##### 节选原文 #####
下午跟着班上几个暑期留守在蒸笼宿舍的同学去篮球场上耍了一会。似乎年纪一旦增长,人在思想和行动上就越来越趋向保守,在狭路相逢勇者胜的球场上也不敢放开手脚拼命了。面对凶猛的进攻,选择退避和谦让成为了一种潜意识的自我保护。一朝被蛇咬,十年怕井绳。高三那年踢足球差点踢瞎右眼的惊心动魄,想起来如今依旧胆寒。不过,尽管此事让我止步于足球场,但正所谓因祸得福,如果不是因为有此祸端,也不会收获风雨如晦的备考期间那段难忘的同窗友情——一汤一匙,一米一筷,都历历在目。虽然当时因被绷带和纱布遮蔽了眼睛,看不见他们小心翼翼给我喂吃喂喝的表情,却将甘甜化成了永恒的记忆细胞。今生恐怕再也难拥有如此那般奢侈无伦的福气了吧,今生恐怕再也难享受到如此那般停留在心间的颤抖了吧……

    吃完兰州炒饭,走出燥热的“堕落街”,踏进校园里的沥青小路,告别饭友向深处踱去,点燃一支香烟,眯上眼深吸一口又一口,朵朵烟圈修饰着迷蒙的风景,笼罩一片沉沉的幻象。还有一个月就要去把妈接过来做手术了。前两天给在深圳做外贸的同学打了电话,说好了这个月底再能给我汇来几千大洋,晚上和在江苏一家国企工作的好朋友确认了一下挪用他几个月工资的事情,加上弟弟申请助学贷款后省下来的两万大洋,合着自己这几年的课余打工积蓄,应该差不多了,如果再缺钱只有等妈进了医院后向亲戚们开口救急。现在关键是要给妈做好思想工作,劝她早点接受治疗;给爸交代好手术后的事情安排,让他积攒点自己和妈的生活费。
#####
• _任务 1_
根据节选原文回答下列问题：
(a) 高三那年踢足球时，作者的哪只眼睛差点被踢瞎？
(b) 走出“堕落街”之前，作者吃的是什么？
(c) 弟弟申请助学贷款后省下了多少钱？
• _任务 2_
判断下列说法是否与节选原文相符，回答“是”或“否”，并摘引原文中起决定作用的原句：
(a) 在深圳做外贸的同学答应这个月底再汇几千元过来。
(b) 还有两个月就要把妈接过来做手术。
(c) 下午作者是独自去篮球场的。
##### 所给资料 #####
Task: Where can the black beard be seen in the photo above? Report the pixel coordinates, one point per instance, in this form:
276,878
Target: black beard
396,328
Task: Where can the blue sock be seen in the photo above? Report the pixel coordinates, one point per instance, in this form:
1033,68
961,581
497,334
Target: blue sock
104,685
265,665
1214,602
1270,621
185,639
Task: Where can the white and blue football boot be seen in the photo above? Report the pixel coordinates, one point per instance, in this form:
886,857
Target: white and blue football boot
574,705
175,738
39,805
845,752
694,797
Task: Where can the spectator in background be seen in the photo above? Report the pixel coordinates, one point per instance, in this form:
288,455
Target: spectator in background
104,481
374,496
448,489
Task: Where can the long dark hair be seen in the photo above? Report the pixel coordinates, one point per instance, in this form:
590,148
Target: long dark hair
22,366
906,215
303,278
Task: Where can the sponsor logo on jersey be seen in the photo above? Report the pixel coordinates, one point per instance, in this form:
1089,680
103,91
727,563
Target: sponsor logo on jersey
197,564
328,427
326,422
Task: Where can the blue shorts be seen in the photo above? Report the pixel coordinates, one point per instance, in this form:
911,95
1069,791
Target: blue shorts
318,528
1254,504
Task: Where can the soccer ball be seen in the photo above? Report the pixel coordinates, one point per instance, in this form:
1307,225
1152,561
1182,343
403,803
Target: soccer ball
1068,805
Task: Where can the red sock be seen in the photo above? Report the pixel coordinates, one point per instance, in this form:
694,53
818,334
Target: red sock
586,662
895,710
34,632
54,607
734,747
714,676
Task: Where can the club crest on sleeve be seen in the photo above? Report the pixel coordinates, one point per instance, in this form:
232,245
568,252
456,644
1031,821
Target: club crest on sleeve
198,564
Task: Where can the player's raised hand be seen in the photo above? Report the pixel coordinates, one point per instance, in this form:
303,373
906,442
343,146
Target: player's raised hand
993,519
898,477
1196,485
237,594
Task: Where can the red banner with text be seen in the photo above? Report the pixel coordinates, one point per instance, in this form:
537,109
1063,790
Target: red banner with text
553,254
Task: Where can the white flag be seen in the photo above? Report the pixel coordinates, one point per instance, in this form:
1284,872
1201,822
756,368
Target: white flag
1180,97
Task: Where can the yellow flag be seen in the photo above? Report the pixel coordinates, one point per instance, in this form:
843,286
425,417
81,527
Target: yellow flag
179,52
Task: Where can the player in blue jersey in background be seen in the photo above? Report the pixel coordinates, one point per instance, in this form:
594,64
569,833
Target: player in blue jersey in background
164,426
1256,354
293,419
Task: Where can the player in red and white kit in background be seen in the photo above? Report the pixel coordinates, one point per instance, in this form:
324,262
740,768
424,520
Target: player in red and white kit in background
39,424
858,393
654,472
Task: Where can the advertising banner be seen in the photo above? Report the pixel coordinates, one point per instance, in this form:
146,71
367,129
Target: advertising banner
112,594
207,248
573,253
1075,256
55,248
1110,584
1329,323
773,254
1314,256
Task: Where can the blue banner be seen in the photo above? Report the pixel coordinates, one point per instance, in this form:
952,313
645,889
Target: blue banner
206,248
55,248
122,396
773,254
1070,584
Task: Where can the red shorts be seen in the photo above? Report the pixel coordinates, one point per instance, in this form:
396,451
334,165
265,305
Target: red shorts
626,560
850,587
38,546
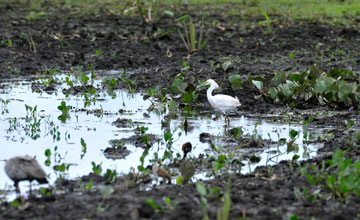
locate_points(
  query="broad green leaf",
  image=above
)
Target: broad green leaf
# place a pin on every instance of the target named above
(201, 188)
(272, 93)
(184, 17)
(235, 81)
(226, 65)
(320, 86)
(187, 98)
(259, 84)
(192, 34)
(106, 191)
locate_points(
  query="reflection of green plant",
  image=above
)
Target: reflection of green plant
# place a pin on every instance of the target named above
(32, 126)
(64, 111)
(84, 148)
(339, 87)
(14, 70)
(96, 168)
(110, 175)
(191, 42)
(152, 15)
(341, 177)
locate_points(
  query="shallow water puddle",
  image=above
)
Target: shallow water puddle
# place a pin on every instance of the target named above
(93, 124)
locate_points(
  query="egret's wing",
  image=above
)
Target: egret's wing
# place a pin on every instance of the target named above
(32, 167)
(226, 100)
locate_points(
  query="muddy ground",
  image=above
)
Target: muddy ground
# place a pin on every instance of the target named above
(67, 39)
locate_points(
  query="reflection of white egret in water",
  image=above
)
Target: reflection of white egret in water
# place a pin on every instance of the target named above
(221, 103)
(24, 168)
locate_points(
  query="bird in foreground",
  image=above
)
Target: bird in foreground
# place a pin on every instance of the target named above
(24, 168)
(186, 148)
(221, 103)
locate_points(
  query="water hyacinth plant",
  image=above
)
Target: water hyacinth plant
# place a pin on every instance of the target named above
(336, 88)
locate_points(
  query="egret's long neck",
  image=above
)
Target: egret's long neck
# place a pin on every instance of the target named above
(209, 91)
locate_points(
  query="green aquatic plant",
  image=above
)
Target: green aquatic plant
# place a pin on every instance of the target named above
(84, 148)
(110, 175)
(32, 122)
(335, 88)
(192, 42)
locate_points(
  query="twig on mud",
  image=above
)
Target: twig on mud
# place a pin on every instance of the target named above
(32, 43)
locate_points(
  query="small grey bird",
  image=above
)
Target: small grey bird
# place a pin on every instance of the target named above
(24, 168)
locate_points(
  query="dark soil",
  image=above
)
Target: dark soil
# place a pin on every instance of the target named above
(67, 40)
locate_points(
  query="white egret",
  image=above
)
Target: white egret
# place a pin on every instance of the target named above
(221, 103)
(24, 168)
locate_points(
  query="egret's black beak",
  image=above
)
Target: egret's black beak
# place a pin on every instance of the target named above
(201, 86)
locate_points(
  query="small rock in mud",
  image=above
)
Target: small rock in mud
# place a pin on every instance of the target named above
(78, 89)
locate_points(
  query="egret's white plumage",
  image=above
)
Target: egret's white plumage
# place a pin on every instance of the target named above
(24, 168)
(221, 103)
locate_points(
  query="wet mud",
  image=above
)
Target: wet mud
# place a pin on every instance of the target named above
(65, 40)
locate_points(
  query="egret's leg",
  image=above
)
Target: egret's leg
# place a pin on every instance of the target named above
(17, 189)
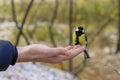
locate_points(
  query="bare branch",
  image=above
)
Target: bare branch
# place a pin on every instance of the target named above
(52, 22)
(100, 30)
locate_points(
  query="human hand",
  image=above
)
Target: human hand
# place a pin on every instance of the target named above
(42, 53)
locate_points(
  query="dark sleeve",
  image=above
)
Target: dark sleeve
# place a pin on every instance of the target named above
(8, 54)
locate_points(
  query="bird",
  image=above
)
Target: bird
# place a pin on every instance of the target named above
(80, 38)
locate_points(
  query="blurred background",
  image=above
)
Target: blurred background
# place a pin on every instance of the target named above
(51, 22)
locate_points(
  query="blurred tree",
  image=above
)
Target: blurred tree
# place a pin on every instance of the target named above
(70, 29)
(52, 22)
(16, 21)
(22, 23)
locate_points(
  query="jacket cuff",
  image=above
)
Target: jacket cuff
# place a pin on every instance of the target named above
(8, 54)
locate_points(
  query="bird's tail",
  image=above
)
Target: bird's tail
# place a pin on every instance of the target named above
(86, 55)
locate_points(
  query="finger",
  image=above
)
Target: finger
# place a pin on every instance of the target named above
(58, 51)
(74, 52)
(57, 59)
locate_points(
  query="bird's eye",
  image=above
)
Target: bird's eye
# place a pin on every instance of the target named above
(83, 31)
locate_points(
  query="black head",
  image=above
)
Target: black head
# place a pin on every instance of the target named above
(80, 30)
#####
##### 所给资料 #####
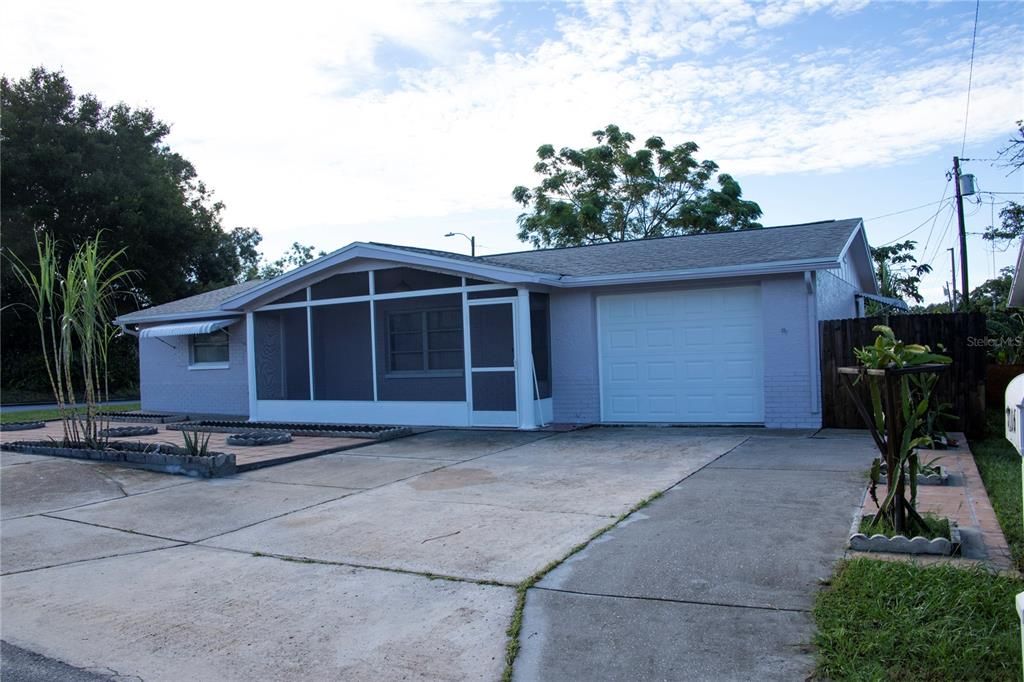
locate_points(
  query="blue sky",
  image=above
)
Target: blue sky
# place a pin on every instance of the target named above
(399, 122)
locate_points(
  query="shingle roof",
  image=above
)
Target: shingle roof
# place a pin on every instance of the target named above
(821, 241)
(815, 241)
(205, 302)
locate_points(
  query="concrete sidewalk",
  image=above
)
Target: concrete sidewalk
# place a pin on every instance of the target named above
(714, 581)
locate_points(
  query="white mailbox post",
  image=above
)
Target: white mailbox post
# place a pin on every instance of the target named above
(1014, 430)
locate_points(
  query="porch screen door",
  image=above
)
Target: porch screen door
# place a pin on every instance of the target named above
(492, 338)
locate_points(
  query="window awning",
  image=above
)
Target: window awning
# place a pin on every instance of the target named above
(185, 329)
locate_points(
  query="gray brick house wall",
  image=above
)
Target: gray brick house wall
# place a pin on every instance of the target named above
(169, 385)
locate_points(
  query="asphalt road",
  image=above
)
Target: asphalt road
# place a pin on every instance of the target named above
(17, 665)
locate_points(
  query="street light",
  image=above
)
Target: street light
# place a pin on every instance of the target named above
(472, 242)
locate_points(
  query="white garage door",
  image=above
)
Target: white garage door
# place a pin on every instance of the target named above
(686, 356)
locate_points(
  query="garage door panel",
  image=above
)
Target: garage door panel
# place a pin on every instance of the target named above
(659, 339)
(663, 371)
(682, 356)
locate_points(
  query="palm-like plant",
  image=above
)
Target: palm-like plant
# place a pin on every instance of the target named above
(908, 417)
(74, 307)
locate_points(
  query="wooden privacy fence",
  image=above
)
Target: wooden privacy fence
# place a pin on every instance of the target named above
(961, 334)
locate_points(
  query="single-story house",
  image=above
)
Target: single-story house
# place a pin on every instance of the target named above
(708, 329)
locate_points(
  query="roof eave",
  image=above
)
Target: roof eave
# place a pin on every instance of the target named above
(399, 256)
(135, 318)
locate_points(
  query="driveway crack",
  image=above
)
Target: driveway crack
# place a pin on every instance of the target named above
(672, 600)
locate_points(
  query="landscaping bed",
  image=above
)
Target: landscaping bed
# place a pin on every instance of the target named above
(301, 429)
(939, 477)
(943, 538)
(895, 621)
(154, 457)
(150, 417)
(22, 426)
#####
##### 所给资料 #####
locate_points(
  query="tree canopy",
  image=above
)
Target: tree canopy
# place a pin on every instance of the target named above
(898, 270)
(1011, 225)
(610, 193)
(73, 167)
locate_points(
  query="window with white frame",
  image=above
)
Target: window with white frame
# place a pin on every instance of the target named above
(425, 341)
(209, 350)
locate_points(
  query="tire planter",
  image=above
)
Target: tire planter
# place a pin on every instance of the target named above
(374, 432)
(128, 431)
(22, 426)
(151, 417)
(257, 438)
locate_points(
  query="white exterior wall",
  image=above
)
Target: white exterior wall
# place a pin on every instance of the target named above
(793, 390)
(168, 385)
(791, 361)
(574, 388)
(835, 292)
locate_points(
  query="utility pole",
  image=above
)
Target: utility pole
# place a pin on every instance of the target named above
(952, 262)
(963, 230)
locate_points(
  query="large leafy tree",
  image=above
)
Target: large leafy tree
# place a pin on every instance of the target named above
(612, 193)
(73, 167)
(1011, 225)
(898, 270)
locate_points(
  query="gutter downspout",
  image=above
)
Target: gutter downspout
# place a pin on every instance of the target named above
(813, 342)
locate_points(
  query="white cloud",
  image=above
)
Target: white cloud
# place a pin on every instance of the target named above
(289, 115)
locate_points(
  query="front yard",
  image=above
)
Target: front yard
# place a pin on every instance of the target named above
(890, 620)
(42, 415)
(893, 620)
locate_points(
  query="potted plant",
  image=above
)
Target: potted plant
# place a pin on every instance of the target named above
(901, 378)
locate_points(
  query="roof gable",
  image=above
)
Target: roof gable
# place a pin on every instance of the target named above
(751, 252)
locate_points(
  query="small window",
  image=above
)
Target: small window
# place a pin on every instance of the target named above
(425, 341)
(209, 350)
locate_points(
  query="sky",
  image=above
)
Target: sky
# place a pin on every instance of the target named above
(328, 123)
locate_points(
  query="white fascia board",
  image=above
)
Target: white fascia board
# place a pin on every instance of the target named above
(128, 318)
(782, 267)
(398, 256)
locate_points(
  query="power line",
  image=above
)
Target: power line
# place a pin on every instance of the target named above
#####
• _参考答案 1_
(a) 右眼。
(b) 兰州炒饭。
(c) 两万大洋。

• _参考答案 2_
(a) 是。“说好了这个月底再能给我汇来几千大洋”
(b) 否。“还有一个月就要去把妈接过来做手术了。”
(c) 否。“下午跟着班上几个暑期留守在蒸笼宿舍的同学去篮球场上耍了一会。”